[Stated task] Render the part of the rows that opens with the line containing "the white baseball" and closes with the line containing "[165, 1054]", both included, as a Markdown table with the columns Number and Line. Each line goes in its own table row, numbered in order, with blank lines left out.

# START OF Data rows

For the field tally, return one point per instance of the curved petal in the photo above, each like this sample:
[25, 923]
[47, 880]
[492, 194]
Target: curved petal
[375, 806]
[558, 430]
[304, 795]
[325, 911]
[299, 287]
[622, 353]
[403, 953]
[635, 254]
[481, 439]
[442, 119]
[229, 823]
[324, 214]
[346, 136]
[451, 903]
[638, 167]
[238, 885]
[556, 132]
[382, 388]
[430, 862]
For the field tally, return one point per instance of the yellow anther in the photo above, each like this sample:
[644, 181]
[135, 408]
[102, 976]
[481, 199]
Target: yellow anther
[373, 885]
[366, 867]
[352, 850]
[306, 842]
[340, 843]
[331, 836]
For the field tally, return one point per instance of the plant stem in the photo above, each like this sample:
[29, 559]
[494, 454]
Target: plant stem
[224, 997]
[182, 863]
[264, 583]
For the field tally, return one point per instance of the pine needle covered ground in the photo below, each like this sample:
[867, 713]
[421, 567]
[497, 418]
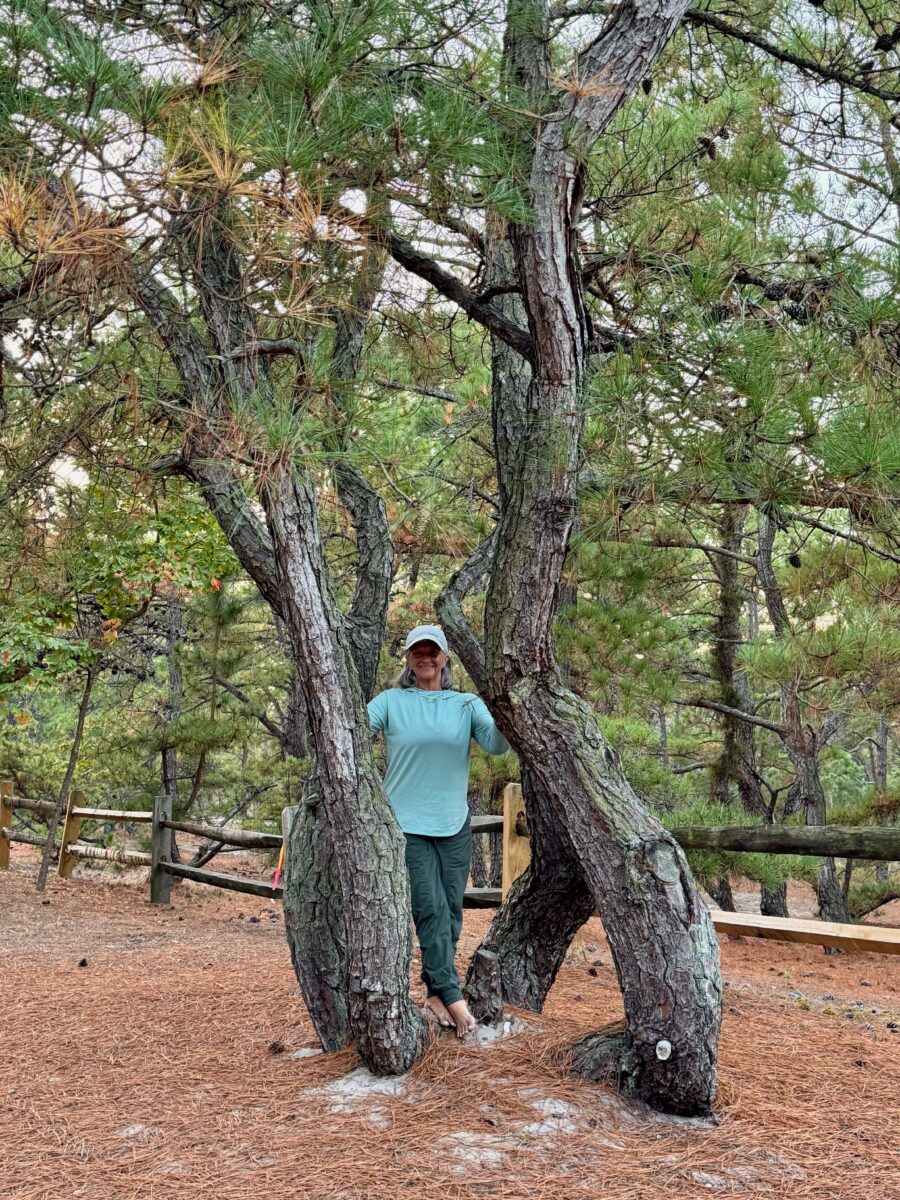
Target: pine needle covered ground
[166, 1054]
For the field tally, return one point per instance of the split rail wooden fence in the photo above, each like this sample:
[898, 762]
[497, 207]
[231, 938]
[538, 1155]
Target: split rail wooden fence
[840, 841]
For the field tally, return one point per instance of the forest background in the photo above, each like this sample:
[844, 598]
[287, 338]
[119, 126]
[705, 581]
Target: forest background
[730, 604]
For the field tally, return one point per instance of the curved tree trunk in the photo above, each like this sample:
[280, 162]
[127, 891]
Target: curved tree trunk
[660, 934]
[285, 558]
[738, 756]
[367, 844]
[313, 899]
[525, 947]
[313, 921]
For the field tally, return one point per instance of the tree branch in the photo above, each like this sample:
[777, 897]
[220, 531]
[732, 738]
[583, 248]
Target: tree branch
[847, 537]
[750, 718]
[453, 288]
[462, 636]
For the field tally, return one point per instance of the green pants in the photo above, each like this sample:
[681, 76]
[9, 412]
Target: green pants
[438, 873]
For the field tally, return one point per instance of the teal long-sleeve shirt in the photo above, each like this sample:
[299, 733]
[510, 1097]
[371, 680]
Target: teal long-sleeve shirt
[429, 737]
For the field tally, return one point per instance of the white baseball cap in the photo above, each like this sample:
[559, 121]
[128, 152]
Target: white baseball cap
[426, 634]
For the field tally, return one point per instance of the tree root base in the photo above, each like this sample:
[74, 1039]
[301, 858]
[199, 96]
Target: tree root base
[612, 1059]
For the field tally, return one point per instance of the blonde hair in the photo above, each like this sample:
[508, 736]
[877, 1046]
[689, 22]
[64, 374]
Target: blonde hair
[407, 678]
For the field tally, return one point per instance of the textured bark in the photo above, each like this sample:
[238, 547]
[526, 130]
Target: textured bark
[525, 947]
[773, 901]
[737, 761]
[367, 844]
[285, 559]
[313, 921]
[799, 741]
[313, 897]
[661, 936]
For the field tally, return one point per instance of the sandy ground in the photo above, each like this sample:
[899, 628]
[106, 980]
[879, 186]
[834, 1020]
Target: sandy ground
[165, 1054]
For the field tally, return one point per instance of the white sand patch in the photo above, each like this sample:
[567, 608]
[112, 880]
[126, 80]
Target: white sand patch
[474, 1149]
[137, 1132]
[358, 1085]
[556, 1116]
[485, 1035]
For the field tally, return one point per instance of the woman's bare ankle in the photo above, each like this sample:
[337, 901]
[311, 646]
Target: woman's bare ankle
[436, 1005]
[462, 1018]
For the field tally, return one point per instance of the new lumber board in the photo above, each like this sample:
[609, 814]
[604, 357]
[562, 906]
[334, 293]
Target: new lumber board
[834, 841]
[867, 939]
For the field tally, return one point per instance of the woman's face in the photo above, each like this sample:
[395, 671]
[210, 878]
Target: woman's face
[426, 661]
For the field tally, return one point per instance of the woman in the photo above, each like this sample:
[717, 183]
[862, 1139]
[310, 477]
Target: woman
[429, 727]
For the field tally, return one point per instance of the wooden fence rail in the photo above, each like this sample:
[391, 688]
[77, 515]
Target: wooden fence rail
[839, 841]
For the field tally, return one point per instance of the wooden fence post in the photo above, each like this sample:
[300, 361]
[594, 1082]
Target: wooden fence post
[161, 851]
[5, 823]
[71, 828]
[516, 849]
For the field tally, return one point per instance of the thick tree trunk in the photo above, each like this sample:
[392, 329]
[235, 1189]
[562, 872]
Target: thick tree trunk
[367, 844]
[313, 921]
[525, 947]
[880, 773]
[660, 934]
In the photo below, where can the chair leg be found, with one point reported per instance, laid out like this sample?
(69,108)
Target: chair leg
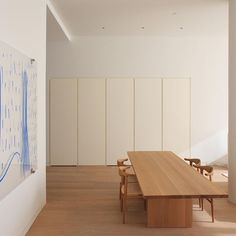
(124,209)
(121,203)
(212,210)
(145,204)
(199,202)
(120,192)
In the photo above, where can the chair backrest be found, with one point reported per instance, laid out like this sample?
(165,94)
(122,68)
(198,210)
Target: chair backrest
(121,162)
(193,161)
(206,171)
(123,171)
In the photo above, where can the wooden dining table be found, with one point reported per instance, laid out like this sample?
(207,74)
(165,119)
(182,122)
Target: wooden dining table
(169,184)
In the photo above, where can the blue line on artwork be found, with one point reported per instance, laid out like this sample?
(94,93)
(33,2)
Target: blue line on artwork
(1,81)
(8,164)
(25,139)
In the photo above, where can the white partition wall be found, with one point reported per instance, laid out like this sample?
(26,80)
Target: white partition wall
(63,122)
(148,114)
(176,116)
(120,118)
(91,121)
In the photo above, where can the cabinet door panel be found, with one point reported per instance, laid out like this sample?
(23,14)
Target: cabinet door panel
(120,118)
(176,116)
(63,122)
(91,120)
(148,114)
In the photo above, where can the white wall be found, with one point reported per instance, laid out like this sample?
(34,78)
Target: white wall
(204,59)
(23,26)
(232,99)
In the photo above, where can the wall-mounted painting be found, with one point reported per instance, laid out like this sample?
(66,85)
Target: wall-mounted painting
(18,118)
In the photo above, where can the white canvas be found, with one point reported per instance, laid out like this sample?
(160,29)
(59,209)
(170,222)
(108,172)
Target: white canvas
(18,118)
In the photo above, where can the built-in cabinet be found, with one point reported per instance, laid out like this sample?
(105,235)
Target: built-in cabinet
(63,122)
(120,118)
(96,121)
(91,121)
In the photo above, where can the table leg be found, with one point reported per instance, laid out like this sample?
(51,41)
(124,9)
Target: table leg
(169,213)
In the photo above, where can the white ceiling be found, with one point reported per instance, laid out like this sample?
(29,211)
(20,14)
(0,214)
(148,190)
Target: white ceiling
(142,17)
(54,31)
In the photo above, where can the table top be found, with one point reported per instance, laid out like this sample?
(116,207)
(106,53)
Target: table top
(162,174)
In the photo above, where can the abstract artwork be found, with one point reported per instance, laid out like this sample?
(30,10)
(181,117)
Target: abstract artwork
(18,118)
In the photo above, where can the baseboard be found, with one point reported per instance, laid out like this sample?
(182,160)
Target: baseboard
(27,227)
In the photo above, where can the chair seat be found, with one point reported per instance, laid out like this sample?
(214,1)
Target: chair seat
(132,176)
(133,190)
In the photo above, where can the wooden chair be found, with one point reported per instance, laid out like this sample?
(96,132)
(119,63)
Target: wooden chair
(208,172)
(129,190)
(194,162)
(132,176)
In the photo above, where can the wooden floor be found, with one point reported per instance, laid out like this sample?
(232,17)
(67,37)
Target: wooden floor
(83,201)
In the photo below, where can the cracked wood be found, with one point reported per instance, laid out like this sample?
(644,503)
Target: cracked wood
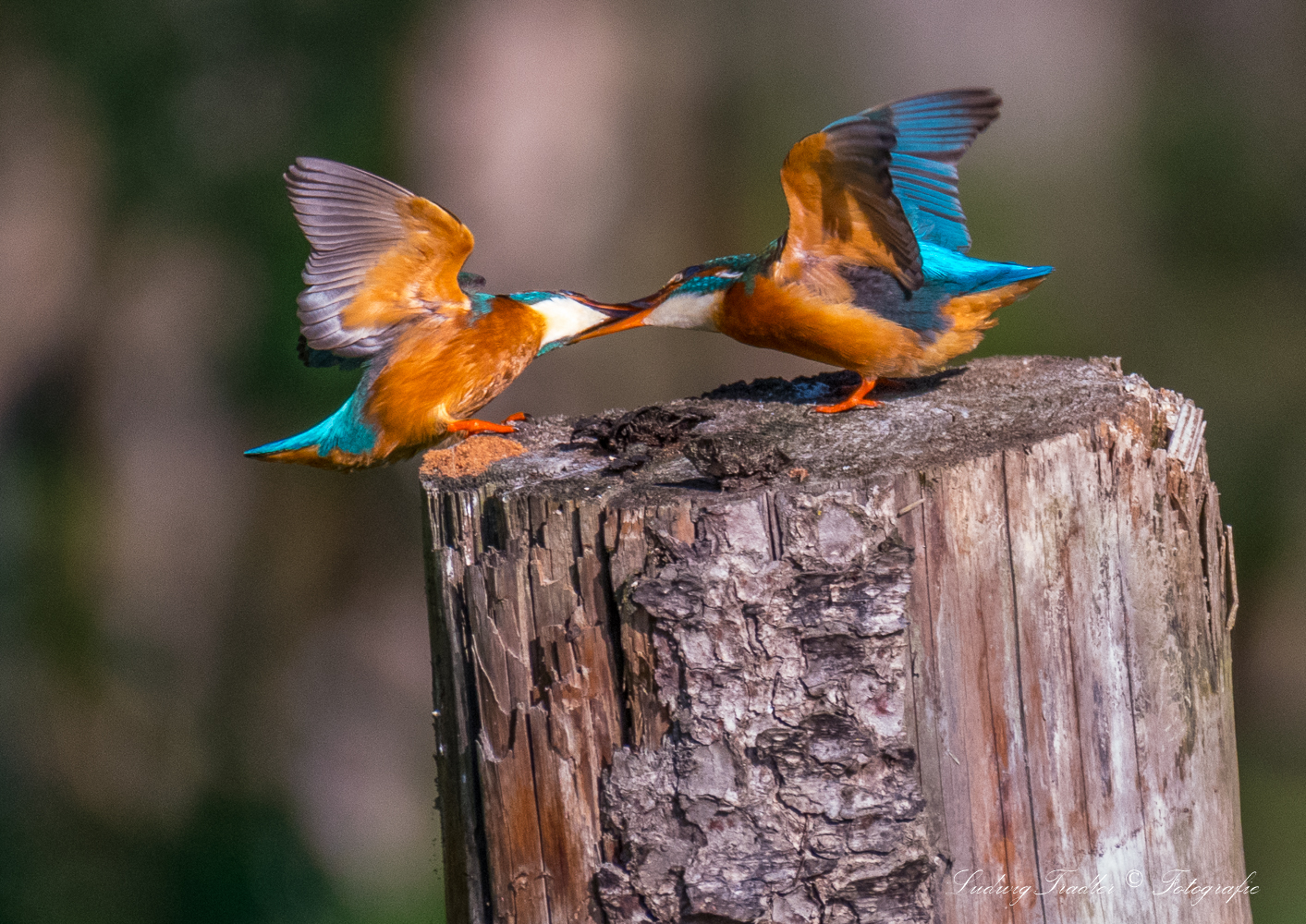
(977,650)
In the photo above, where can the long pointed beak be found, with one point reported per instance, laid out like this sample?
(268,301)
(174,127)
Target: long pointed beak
(625,322)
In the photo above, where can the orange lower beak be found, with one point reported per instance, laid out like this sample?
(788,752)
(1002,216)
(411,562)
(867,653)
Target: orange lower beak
(632,320)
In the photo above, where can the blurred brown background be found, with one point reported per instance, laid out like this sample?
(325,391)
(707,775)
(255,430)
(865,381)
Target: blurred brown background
(214,693)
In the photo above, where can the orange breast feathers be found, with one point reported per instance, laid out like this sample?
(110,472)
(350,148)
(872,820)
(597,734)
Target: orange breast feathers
(446,370)
(794,320)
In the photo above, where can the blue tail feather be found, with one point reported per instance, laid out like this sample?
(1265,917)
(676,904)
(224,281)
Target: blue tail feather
(345,430)
(960,274)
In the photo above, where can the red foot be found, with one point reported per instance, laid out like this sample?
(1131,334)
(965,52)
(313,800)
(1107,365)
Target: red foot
(856,399)
(471,427)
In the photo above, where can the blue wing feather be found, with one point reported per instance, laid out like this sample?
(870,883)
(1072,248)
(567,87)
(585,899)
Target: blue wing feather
(933,132)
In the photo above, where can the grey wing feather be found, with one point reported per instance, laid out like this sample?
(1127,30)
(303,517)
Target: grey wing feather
(350,219)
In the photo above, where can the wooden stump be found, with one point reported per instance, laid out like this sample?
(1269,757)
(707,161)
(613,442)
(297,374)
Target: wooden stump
(958,658)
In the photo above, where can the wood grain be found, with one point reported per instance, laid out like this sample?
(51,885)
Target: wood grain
(971,666)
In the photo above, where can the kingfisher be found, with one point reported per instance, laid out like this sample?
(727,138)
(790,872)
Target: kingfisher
(872,274)
(385,293)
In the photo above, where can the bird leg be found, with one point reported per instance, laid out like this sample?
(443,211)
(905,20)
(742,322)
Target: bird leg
(856,399)
(471,427)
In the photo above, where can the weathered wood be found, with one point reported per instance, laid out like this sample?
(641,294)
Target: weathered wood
(961,658)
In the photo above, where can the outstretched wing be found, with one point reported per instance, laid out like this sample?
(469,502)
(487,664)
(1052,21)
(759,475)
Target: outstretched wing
(380,257)
(933,132)
(841,201)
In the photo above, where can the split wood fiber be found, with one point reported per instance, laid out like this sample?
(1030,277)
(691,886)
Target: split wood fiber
(731,661)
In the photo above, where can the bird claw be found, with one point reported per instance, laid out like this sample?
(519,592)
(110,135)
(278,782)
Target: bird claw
(473,427)
(847,405)
(856,399)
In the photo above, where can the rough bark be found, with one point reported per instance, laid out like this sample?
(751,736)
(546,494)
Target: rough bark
(729,661)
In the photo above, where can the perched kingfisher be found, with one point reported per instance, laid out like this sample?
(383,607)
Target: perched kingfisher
(385,293)
(872,274)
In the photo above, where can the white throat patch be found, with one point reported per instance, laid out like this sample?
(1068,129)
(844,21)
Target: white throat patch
(691,310)
(566,317)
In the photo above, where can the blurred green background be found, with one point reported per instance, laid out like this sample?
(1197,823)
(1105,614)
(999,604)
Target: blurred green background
(214,692)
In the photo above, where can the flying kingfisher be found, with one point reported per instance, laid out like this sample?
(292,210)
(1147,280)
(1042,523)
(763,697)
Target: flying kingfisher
(385,293)
(872,273)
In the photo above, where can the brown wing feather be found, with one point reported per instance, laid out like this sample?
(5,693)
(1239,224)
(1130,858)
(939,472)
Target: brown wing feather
(841,202)
(380,257)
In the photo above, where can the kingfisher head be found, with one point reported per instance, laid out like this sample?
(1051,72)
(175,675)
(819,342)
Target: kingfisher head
(689,300)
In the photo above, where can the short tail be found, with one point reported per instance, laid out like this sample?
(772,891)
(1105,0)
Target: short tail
(974,310)
(342,442)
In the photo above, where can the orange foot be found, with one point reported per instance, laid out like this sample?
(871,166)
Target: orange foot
(856,399)
(471,427)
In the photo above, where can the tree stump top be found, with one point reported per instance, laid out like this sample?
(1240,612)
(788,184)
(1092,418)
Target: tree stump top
(714,443)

# END OF Data rows

[Exercise solution]
| Number | Line |
|---|---|
| 1 | For the field tally, return one point per instance of the white baseball cap in the photo above, each like this sample: |
| 2 | [559, 121] |
| 3 | [128, 152] |
| 4 | Target: white baseball cap |
| 5 | [426, 634] |
| 6 | For the field tally, return one point per instance of the tree root base in the photo above, each like this sample: |
| 7 | [74, 1039] |
| 8 | [301, 858] |
| 9 | [199, 96] |
| 10 | Target: tree root base |
| 11 | [612, 1059] |
| 12 | For the field tally, return one point per instance of the blonde hair in the photo above, each like this sample: |
| 13 | [508, 736] |
| 14 | [877, 1046] |
| 15 | [689, 22] |
| 16 | [64, 374] |
| 17 | Target: blonde hair |
| 18 | [407, 678] |
| 19 | For the field tally, return one point per instance of the textured bark in the photo above, each like this sample: |
| 20 | [238, 547] |
| 21 | [526, 130] |
| 22 | Target: textured bark |
| 23 | [525, 947] |
| 24 | [773, 901] |
| 25 | [737, 761] |
| 26 | [367, 844] |
| 27 | [285, 559] |
| 28 | [313, 921] |
| 29 | [799, 741] |
| 30 | [313, 897] |
| 31 | [661, 936] |
| 32 | For the field tally, return one point per instance of the sandy ground in the photo above, each like this sample: |
| 33 | [899, 628] |
| 34 | [106, 980] |
| 35 | [879, 186] |
| 36 | [834, 1020] |
| 37 | Target: sandy ground |
| 38 | [165, 1054] |